[Photo object pointing records]
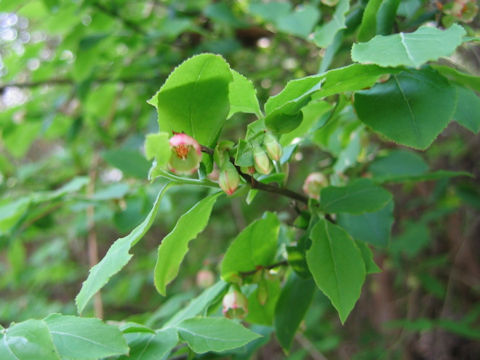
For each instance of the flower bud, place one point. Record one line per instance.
(186, 154)
(205, 278)
(235, 304)
(274, 150)
(313, 184)
(249, 170)
(262, 162)
(228, 178)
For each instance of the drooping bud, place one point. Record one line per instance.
(313, 184)
(205, 278)
(235, 304)
(273, 147)
(186, 154)
(262, 162)
(228, 178)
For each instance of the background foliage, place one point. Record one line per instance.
(75, 78)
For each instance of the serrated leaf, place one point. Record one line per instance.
(194, 98)
(116, 257)
(325, 34)
(214, 334)
(174, 246)
(409, 49)
(255, 246)
(292, 305)
(147, 346)
(337, 266)
(411, 108)
(85, 339)
(243, 96)
(360, 196)
(28, 340)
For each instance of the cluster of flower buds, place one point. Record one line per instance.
(235, 304)
(313, 184)
(186, 154)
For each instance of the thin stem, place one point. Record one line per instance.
(270, 267)
(255, 184)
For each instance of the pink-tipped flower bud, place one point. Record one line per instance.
(313, 184)
(205, 278)
(262, 162)
(235, 304)
(186, 154)
(273, 147)
(228, 178)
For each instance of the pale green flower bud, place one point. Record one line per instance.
(228, 178)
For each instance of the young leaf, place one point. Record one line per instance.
(82, 338)
(174, 246)
(243, 96)
(337, 266)
(255, 246)
(28, 340)
(325, 34)
(373, 228)
(292, 304)
(411, 108)
(360, 196)
(198, 305)
(116, 258)
(214, 334)
(409, 49)
(194, 98)
(148, 346)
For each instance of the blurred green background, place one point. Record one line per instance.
(74, 80)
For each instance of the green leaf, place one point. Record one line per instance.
(243, 96)
(358, 197)
(147, 346)
(325, 34)
(198, 305)
(409, 49)
(116, 257)
(337, 266)
(368, 27)
(255, 246)
(374, 227)
(292, 305)
(411, 108)
(194, 98)
(458, 77)
(130, 161)
(84, 339)
(174, 246)
(11, 212)
(28, 340)
(299, 22)
(467, 113)
(214, 334)
(367, 255)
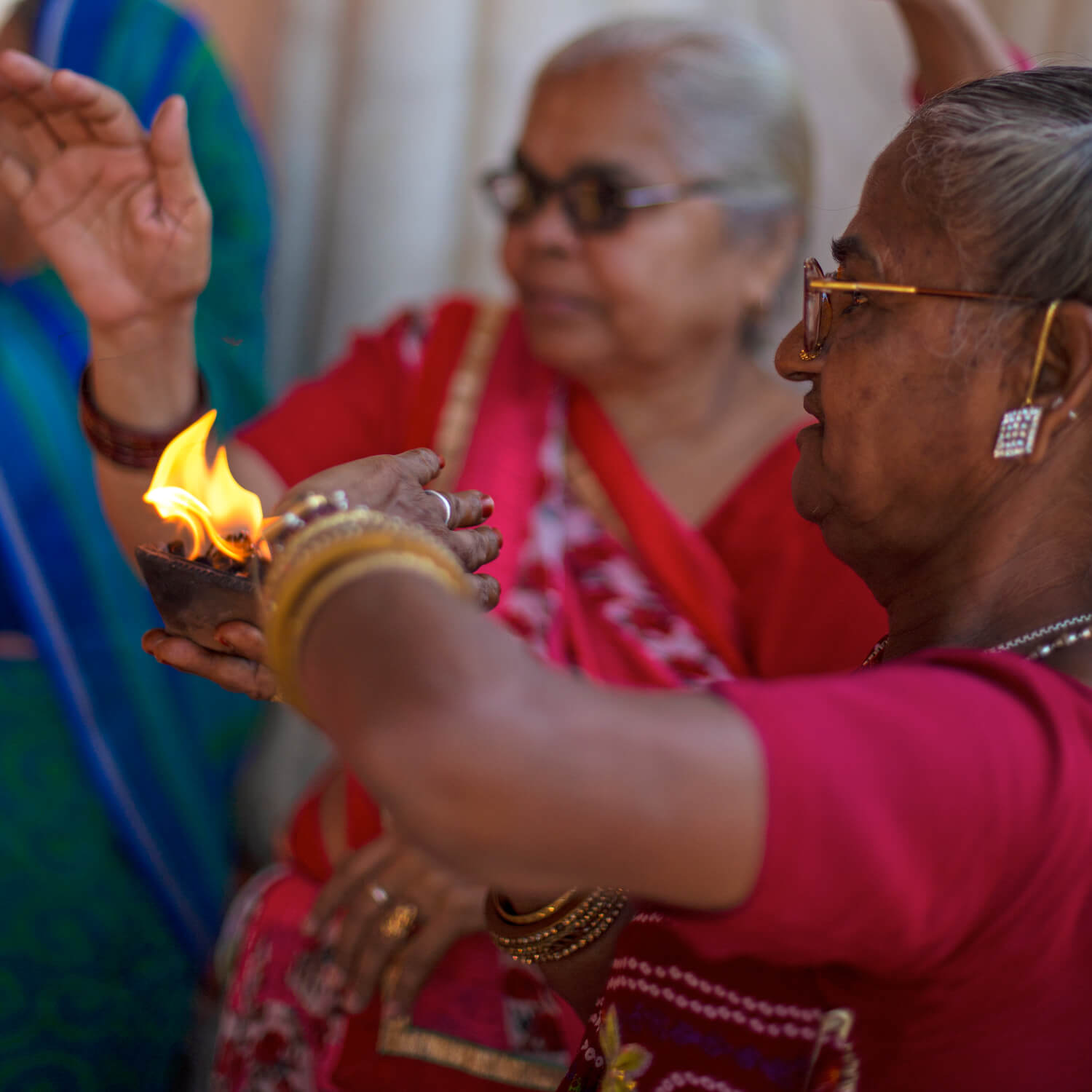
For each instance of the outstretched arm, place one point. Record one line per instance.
(954, 41)
(122, 215)
(526, 778)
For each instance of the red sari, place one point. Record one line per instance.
(601, 576)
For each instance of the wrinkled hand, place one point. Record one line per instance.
(119, 213)
(395, 486)
(391, 484)
(365, 889)
(240, 668)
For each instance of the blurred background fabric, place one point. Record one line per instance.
(380, 114)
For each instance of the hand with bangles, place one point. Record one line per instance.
(391, 910)
(393, 485)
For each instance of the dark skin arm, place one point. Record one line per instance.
(954, 41)
(550, 782)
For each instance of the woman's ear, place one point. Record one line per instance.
(1067, 376)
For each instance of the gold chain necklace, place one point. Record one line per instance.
(1070, 637)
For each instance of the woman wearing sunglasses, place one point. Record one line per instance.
(652, 209)
(876, 880)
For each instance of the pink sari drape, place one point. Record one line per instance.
(600, 576)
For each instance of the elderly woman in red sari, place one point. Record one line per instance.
(869, 882)
(644, 262)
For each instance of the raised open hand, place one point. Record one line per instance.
(119, 213)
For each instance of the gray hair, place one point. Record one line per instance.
(733, 105)
(1007, 163)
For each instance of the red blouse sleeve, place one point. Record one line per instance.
(909, 806)
(802, 611)
(358, 408)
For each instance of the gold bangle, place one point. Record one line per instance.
(537, 915)
(327, 556)
(286, 640)
(580, 927)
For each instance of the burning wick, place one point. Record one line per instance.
(207, 500)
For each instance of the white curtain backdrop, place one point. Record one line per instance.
(384, 111)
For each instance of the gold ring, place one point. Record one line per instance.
(399, 922)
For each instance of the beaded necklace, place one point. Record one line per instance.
(1070, 637)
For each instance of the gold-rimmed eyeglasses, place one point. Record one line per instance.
(1019, 427)
(819, 310)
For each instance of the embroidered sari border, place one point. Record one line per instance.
(399, 1037)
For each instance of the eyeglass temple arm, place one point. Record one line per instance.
(906, 290)
(1044, 340)
(1044, 336)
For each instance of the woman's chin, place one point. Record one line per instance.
(566, 347)
(808, 494)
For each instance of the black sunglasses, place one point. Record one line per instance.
(594, 199)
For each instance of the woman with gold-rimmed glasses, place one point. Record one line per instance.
(652, 207)
(874, 882)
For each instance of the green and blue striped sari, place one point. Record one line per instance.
(115, 840)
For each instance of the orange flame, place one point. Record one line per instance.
(207, 500)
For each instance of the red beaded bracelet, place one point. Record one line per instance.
(124, 446)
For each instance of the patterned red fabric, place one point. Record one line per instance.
(923, 915)
(679, 606)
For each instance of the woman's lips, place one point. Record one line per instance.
(554, 305)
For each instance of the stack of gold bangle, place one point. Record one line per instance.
(325, 557)
(557, 930)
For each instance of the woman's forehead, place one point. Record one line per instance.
(602, 114)
(895, 235)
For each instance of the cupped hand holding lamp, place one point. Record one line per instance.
(891, 849)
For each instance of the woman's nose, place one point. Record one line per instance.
(792, 362)
(548, 226)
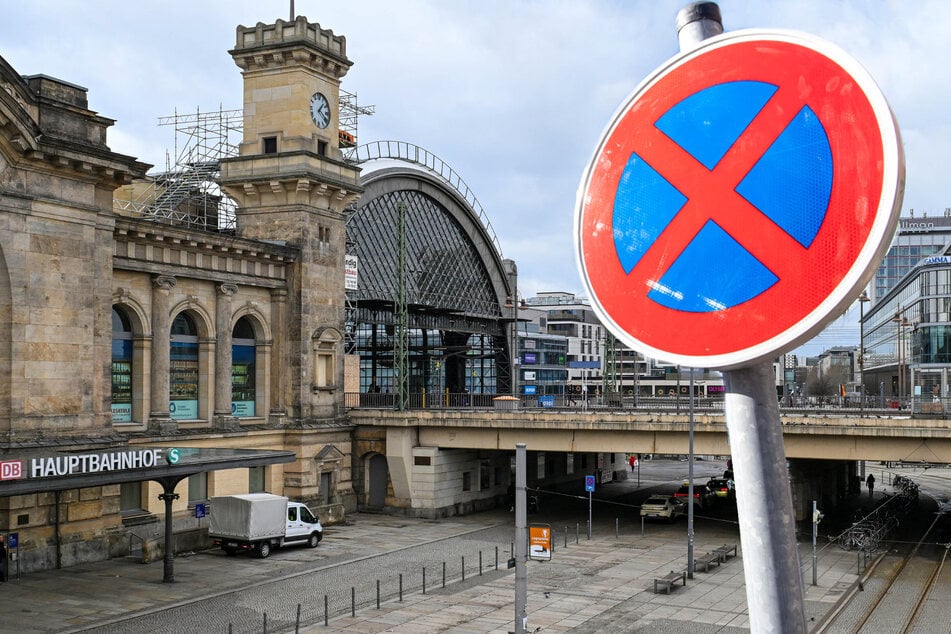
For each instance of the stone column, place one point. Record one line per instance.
(278, 377)
(223, 360)
(159, 416)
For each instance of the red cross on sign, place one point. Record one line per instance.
(740, 200)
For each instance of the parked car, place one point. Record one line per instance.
(722, 488)
(662, 507)
(700, 494)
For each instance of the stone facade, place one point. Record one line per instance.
(70, 267)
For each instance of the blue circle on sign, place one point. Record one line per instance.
(706, 125)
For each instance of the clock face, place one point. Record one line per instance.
(320, 110)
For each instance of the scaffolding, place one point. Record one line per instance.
(188, 193)
(349, 114)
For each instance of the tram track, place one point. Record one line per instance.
(903, 589)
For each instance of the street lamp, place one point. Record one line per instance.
(902, 322)
(863, 298)
(515, 304)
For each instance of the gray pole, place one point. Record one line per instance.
(521, 542)
(774, 592)
(589, 514)
(690, 564)
(815, 527)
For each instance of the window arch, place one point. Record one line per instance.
(183, 368)
(122, 367)
(325, 343)
(243, 369)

(GIVEN REQUEST)
Output a faithful copy of the data, with each picture left out.

(OUTPUT BELOW)
For each instance of the flower bud, place one point. Record one line per instance.
(186, 154)
(205, 278)
(235, 304)
(274, 150)
(313, 184)
(249, 170)
(262, 162)
(228, 178)
For each instance of the drooping bud, place one point. Record one line per instance.
(313, 184)
(205, 278)
(235, 304)
(273, 147)
(186, 154)
(262, 162)
(228, 178)
For each instance of the background foliage, place one point. Record one line per instance.
(75, 78)
For each instance of the serrated leaf, place one point. Record one line per instance.
(194, 98)
(116, 257)
(325, 34)
(214, 334)
(174, 246)
(409, 49)
(255, 246)
(292, 305)
(147, 346)
(337, 266)
(411, 108)
(85, 339)
(243, 96)
(360, 196)
(28, 340)
For each instance of the cluster of flower buds, place one point. Record one line per instance.
(235, 304)
(313, 184)
(186, 154)
For each instance of the thin stem, place one point. Record one line per instance.
(270, 267)
(255, 184)
For each instance of the pink-tipped flower bud, place one point. Record one line per instance.
(313, 184)
(205, 278)
(262, 162)
(235, 304)
(186, 154)
(273, 147)
(228, 178)
For each instance of the pale green flower bud, place one point. Record one line per instance.
(228, 178)
For each instance of the young leaf, place one point. Record one line per instance.
(82, 338)
(174, 246)
(243, 96)
(337, 266)
(255, 246)
(28, 340)
(325, 34)
(373, 228)
(292, 304)
(411, 108)
(360, 196)
(198, 305)
(116, 258)
(214, 334)
(409, 49)
(194, 98)
(148, 346)
For each instance of the blurred green background, place one point. Record one line per instance.
(74, 80)
For each instance of the green leaf, place one point. Record one line per instance.
(243, 96)
(358, 197)
(147, 346)
(325, 34)
(198, 305)
(409, 49)
(116, 257)
(337, 266)
(368, 27)
(255, 246)
(374, 227)
(292, 305)
(411, 108)
(194, 98)
(458, 77)
(130, 161)
(84, 339)
(174, 246)
(11, 212)
(28, 340)
(299, 22)
(467, 113)
(214, 334)
(367, 255)
For each instance of the outstretched arm, place one point. Record one line per instance.
(954, 41)
(122, 215)
(526, 778)
For each instance of the red sari, place one point. Record one line per instance.
(601, 576)
For each instance of the wrinkled hand, place one point. Record one line per instance.
(119, 213)
(395, 486)
(391, 484)
(365, 889)
(240, 668)
For each instance of the blurred background fabric, place one point. Record one line per instance.
(380, 114)
For each instance of the hand with bangles, place one point. Record one line per instance.
(391, 910)
(393, 485)
For each instance of the dark skin arm, place one point. Record one line per instance.
(954, 41)
(550, 782)
For each instance of the woman's ear, place one point. Record one line per instance.
(1067, 376)
For each instance of the gold chain necklace, place one point. Record one line per instance.
(1070, 637)
For each instance of the woman wearing sunglasses, place one point. Record one line per instance.
(652, 209)
(876, 880)
For each instance of the pink sari drape, place one point. Record one line per instance.
(600, 576)
For each instance of the elderly woman in red sari, place one point. Record one line per instance.
(869, 882)
(644, 262)
For each instance of the raised open hand, place one point. Record one line per instance.
(119, 213)
For each instance of the gray hair, place one point. Record one line per instance.
(733, 105)
(1007, 163)
For each instance of the red blouse sleeve, place one point. Record one line per instance.
(909, 806)
(802, 611)
(358, 408)
For each instance of the gold bangle, place one point. Record one line per instance.
(537, 915)
(327, 556)
(286, 640)
(580, 927)
For each instance of the burning wick, place one point. Record one line per instance.
(207, 500)
For each instance of the white curtain backdrop, place one point. Record one line per instance.
(384, 111)
For each instance of the gold ring, place one point. Record one line per instance.
(399, 922)
For each instance of the beaded necklace, place one point. Record one line per instance.
(1070, 637)
For each instance of the gold-rimmed eyeglasses, place one point. Record one line per instance.
(1019, 427)
(819, 310)
For each instance of the embroidered sari border, place one point. Record one line per instance.
(399, 1037)
For each instance of the eyeglass temple arm, place one point. Record one line per instance.
(906, 290)
(1044, 340)
(1044, 336)
For each instance of the woman's chin, place one point. Record one line per instance.
(566, 347)
(808, 494)
For each instance of the black sunglasses, place one point. Record one line per instance.
(594, 199)
For each instance of the woman with gold-rimmed glasses, place one point. Record one line per instance.
(652, 207)
(874, 882)
For each instance of the green and blue striped sari, place one point. Record one line per instance.
(115, 840)
For each instance of the orange flame, place one point. Record one line per instance.
(207, 500)
For each instance of the red beaded bracelet, place one point. Record one line per instance.
(124, 446)
For each instance of the patterned red fabric, place one point. Record one line per instance.
(923, 915)
(679, 606)
For each instance of the woman's lips, place one point. Record one line per instance.
(554, 305)
For each instance of the stack of gold bangle, place one point. Record one line per instance.
(325, 557)
(557, 930)
For each instance of the woman's forehead, place one point. Record one line per instance.
(602, 114)
(895, 235)
For each instance of the cupped hand holding lamp, place one point. Record one line per instance.
(891, 849)
For each instance of the woman's nose, place one point. Record one line per instance.
(792, 362)
(548, 226)
For each instance of the stone column, place one point. Record one line per instance.
(278, 377)
(223, 360)
(159, 416)
For each instance of the red cross on sign, place one point. Record one line per instance.
(740, 200)
For each instance of the parked car, place one point. Record one line per instance.
(722, 488)
(662, 507)
(700, 494)
For each instance of the stone facade, place one point. Record one line per instance.
(70, 267)
For each instance of the blue circle on sign, place one point. Record one line per instance.
(706, 125)
For each instance of the clock face, place one point. Record one line per instance.
(320, 110)
For each instance of the scaffolding, place one point. Record one line per instance.
(188, 193)
(349, 114)
For each instance of the tram track, place one point. Record one line per instance.
(903, 589)
For each instance of the street lamp, place one point. Record one line per instance.
(902, 322)
(863, 298)
(515, 304)
For each instance of the gray pole, place one point. Record one line per instance.
(521, 542)
(774, 592)
(589, 514)
(690, 564)
(815, 527)
For each instance of the window arch, place one point. Record one line per instance.
(183, 368)
(122, 367)
(325, 343)
(243, 369)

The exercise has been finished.